(ENTRIES PROVIDED):
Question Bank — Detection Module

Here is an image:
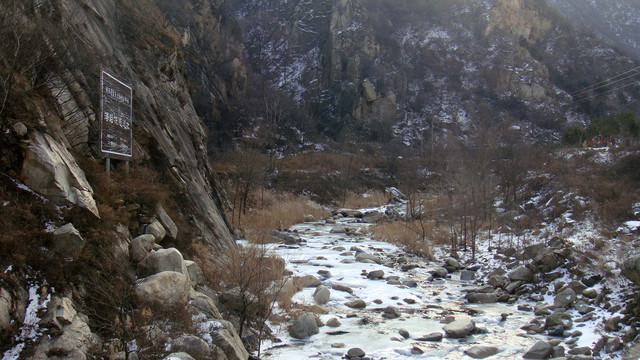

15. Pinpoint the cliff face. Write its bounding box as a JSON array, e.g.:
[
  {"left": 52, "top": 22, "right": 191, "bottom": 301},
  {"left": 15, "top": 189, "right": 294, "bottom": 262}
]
[
  {"left": 3, "top": 0, "right": 252, "bottom": 247},
  {"left": 230, "top": 0, "right": 638, "bottom": 143}
]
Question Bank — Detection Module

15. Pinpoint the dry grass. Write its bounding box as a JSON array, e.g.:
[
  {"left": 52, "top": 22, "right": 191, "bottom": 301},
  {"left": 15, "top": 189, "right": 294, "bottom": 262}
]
[
  {"left": 370, "top": 220, "right": 433, "bottom": 259},
  {"left": 234, "top": 190, "right": 330, "bottom": 243},
  {"left": 341, "top": 190, "right": 391, "bottom": 209}
]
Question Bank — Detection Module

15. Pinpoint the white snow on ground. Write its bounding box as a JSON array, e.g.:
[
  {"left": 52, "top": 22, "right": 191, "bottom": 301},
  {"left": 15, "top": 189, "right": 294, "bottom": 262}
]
[
  {"left": 262, "top": 204, "right": 538, "bottom": 359},
  {"left": 2, "top": 284, "right": 51, "bottom": 360}
]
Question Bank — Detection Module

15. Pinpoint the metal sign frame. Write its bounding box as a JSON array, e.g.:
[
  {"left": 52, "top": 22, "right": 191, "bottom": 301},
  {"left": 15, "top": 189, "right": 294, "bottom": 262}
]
[{"left": 100, "top": 69, "right": 133, "bottom": 160}]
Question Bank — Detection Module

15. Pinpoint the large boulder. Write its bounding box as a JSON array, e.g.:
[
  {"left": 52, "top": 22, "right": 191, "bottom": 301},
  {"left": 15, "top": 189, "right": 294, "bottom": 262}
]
[
  {"left": 134, "top": 271, "right": 191, "bottom": 306},
  {"left": 523, "top": 341, "right": 553, "bottom": 359},
  {"left": 509, "top": 265, "right": 533, "bottom": 283},
  {"left": 129, "top": 234, "right": 156, "bottom": 264},
  {"left": 553, "top": 287, "right": 576, "bottom": 308},
  {"left": 464, "top": 345, "right": 498, "bottom": 359},
  {"left": 466, "top": 292, "right": 498, "bottom": 304},
  {"left": 212, "top": 320, "right": 249, "bottom": 360},
  {"left": 289, "top": 313, "right": 320, "bottom": 339},
  {"left": 137, "top": 248, "right": 189, "bottom": 278},
  {"left": 184, "top": 260, "right": 207, "bottom": 286},
  {"left": 171, "top": 335, "right": 211, "bottom": 359},
  {"left": 51, "top": 223, "right": 84, "bottom": 258},
  {"left": 442, "top": 319, "right": 476, "bottom": 339},
  {"left": 30, "top": 314, "right": 98, "bottom": 360},
  {"left": 20, "top": 131, "right": 100, "bottom": 217},
  {"left": 189, "top": 289, "right": 222, "bottom": 319},
  {"left": 144, "top": 218, "right": 167, "bottom": 243},
  {"left": 622, "top": 255, "right": 640, "bottom": 285}
]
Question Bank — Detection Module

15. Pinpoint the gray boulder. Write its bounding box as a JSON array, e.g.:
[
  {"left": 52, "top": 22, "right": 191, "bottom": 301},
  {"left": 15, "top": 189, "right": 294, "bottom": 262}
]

(PROBLEM TO SOLVE): Show each line of the records above that contains the word "Write".

(RESULT OF THIS TASK):
15. Pinpoint the cliff face. Write its bounding box as a JSON array, e.g.:
15. Pinpoint the dry grass. Write its bounding box as a JSON array, e.g.:
15. Pinpoint the white snow on ground. Write its bounding box as a JSON array, e.g.:
15. Pinpoint the metal sign frame. Write its bounding box as a JSON array, e.g.:
15. Pinpoint the large boulder. Write its bounding box as a JSON array, e.g.:
15. Pinpoint the gray boulder. Write its bounding box as a JSON array, e.g.:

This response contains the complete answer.